Written exercise. Pull out each line in the entries below that contains the string "mountain" and copy those lines unchanged.

++++

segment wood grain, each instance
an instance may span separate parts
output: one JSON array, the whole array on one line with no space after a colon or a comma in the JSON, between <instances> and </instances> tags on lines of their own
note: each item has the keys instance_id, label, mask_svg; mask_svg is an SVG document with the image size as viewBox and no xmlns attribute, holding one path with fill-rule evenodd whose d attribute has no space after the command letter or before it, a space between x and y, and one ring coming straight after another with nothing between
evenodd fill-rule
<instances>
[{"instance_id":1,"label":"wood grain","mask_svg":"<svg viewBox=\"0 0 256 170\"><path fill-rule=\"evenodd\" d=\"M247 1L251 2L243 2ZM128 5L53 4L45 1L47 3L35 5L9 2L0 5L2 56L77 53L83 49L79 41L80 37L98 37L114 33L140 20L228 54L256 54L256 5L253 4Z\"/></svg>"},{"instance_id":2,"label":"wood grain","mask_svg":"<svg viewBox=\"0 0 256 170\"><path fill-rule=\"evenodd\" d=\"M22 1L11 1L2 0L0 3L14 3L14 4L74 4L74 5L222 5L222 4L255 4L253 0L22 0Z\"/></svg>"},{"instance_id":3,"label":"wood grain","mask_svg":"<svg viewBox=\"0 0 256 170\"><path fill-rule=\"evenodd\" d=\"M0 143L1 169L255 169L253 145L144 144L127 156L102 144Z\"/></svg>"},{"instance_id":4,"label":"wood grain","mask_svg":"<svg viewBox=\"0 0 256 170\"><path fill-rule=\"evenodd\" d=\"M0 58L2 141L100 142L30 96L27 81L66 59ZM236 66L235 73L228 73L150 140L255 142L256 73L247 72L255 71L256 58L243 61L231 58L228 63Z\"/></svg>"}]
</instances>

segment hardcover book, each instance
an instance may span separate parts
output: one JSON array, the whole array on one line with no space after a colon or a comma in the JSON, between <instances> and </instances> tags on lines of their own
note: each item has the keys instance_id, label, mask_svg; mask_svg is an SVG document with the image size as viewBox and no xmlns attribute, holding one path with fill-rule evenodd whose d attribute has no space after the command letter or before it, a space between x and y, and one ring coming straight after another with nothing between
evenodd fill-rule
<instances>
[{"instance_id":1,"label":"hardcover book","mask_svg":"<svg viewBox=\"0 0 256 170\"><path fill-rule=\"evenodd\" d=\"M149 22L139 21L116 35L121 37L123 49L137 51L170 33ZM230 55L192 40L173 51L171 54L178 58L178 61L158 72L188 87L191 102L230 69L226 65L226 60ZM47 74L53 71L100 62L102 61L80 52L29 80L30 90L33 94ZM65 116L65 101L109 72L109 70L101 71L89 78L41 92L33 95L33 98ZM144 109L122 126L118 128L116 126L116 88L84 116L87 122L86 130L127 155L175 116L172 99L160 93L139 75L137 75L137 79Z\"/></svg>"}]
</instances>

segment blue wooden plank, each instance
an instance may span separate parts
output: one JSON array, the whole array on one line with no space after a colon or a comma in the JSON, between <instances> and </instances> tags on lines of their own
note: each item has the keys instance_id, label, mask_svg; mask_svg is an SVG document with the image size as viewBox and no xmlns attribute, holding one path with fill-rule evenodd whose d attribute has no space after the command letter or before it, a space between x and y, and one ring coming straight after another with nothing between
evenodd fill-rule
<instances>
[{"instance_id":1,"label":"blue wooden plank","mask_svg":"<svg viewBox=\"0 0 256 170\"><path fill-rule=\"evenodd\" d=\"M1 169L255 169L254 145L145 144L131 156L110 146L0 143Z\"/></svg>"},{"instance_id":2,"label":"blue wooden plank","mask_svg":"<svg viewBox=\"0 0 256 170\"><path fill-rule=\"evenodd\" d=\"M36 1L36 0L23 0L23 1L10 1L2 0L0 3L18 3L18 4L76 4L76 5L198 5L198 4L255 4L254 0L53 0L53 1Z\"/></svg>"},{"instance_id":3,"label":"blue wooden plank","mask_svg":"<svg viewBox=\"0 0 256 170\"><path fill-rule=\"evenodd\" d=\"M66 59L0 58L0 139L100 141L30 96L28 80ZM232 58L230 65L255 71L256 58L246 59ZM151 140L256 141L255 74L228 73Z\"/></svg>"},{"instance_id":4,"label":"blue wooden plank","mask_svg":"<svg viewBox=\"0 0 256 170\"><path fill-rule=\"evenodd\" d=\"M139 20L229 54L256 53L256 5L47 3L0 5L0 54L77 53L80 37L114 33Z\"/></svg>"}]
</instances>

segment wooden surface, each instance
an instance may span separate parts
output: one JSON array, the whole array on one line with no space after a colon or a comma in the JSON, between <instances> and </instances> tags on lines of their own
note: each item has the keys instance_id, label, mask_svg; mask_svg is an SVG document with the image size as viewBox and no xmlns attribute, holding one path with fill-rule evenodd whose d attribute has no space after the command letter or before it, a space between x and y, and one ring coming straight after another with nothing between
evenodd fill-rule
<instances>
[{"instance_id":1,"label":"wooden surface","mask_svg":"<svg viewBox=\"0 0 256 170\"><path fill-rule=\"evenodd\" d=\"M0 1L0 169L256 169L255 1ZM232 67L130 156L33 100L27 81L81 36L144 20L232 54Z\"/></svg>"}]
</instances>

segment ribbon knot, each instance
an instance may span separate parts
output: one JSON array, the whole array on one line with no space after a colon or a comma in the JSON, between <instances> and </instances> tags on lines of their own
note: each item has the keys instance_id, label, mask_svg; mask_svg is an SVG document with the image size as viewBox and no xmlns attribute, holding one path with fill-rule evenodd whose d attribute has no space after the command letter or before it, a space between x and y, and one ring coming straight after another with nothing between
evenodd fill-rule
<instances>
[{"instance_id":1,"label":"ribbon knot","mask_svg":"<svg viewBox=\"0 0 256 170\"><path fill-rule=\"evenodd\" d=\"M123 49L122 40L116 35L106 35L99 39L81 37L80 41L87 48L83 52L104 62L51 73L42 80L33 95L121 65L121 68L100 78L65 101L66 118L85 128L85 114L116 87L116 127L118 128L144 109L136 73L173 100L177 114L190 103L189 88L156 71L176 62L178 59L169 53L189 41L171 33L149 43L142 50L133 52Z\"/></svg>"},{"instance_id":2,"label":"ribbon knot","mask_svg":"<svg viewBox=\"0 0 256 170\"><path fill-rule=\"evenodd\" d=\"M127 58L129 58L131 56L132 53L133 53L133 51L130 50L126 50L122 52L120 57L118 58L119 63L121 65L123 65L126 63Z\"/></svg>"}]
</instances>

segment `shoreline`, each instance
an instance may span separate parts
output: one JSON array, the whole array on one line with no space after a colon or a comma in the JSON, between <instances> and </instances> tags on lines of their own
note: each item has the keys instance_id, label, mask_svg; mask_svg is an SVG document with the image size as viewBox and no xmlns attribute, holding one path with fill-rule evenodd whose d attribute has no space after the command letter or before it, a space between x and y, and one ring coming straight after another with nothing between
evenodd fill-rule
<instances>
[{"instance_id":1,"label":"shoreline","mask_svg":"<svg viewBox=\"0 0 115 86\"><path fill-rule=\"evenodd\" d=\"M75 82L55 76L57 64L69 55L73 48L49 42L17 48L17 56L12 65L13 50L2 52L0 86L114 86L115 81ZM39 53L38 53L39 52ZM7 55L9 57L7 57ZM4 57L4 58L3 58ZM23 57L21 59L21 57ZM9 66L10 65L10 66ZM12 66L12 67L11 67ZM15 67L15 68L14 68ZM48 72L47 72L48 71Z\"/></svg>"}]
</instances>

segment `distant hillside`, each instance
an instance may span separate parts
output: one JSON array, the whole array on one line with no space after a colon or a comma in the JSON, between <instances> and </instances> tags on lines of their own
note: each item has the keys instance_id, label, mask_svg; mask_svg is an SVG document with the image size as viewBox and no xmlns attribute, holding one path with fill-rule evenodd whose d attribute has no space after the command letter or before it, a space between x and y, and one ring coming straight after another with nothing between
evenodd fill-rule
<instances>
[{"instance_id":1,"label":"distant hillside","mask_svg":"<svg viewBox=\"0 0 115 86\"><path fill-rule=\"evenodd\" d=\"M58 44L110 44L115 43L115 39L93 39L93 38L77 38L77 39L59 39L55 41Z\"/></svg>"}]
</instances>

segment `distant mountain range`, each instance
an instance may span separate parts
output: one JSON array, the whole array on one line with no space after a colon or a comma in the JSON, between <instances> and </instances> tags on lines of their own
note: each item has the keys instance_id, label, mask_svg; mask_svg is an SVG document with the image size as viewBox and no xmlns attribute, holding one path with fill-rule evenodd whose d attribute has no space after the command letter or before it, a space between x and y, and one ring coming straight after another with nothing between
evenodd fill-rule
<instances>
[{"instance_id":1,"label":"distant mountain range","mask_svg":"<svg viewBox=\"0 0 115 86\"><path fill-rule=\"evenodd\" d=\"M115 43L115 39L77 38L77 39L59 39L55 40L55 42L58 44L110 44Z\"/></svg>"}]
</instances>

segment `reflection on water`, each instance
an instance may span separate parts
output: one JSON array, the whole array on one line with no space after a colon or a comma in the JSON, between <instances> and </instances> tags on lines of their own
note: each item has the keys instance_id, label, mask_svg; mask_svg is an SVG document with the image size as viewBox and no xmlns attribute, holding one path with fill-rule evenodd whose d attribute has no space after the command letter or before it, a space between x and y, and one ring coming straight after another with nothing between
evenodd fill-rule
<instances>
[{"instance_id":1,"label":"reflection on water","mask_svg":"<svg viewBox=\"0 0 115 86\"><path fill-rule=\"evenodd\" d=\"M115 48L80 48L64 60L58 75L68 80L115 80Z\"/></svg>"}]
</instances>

++++

Final answer.
segment `distant mountain range`, each instance
[{"instance_id":1,"label":"distant mountain range","mask_svg":"<svg viewBox=\"0 0 115 86\"><path fill-rule=\"evenodd\" d=\"M115 43L115 39L77 38L77 39L59 39L55 40L55 42L58 44L110 44Z\"/></svg>"}]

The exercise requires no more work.